THE REQUEST: Repeat the lines below word for word, omitting the pictures.

ENTRIES SHOWN:
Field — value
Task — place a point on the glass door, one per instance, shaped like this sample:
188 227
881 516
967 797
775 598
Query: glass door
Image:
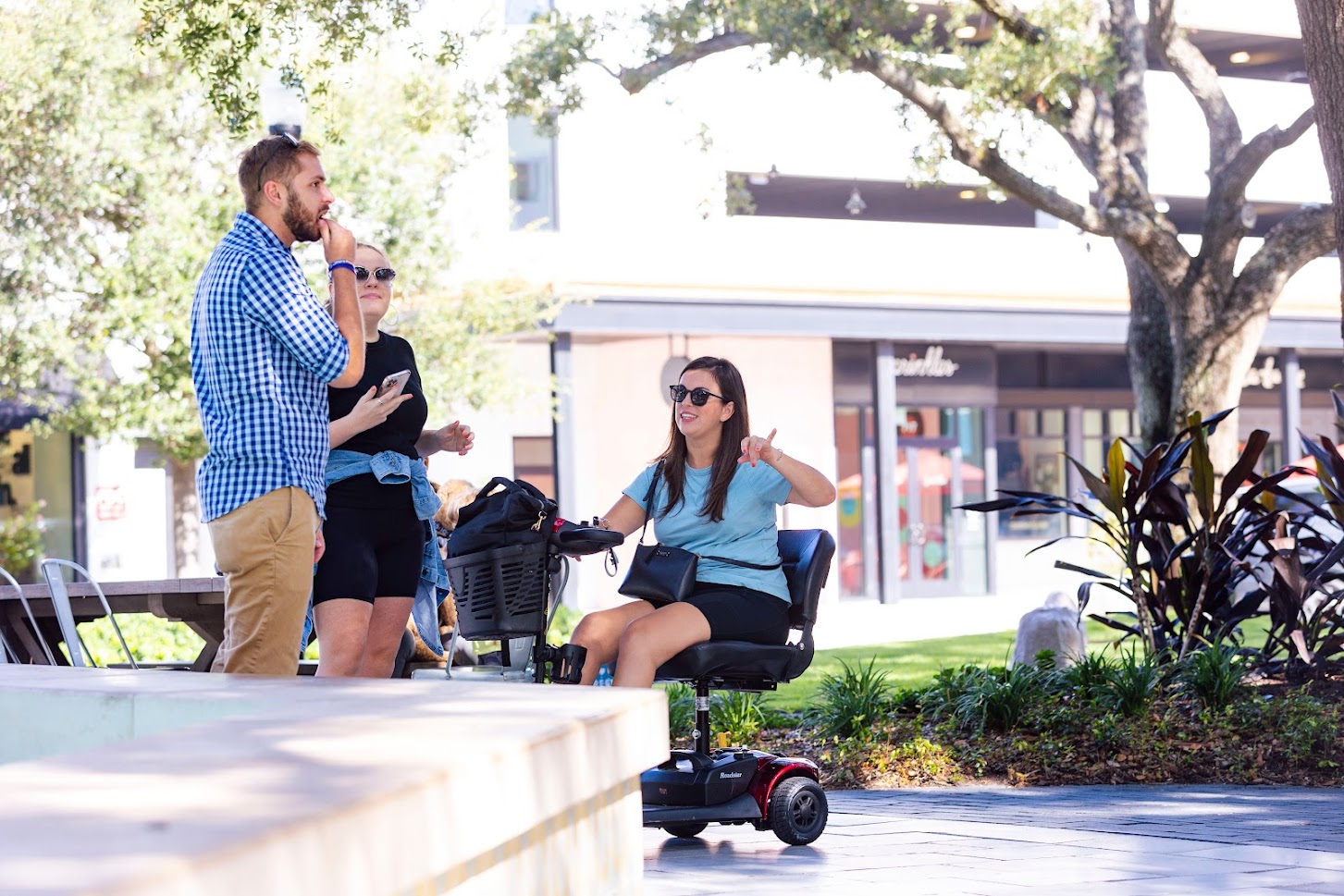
940 552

RESPONSE:
Field — value
Task — place a point on the glass door, one per instance, shaped like this sample:
188 227
881 516
967 797
775 598
Query: glass door
Image:
940 552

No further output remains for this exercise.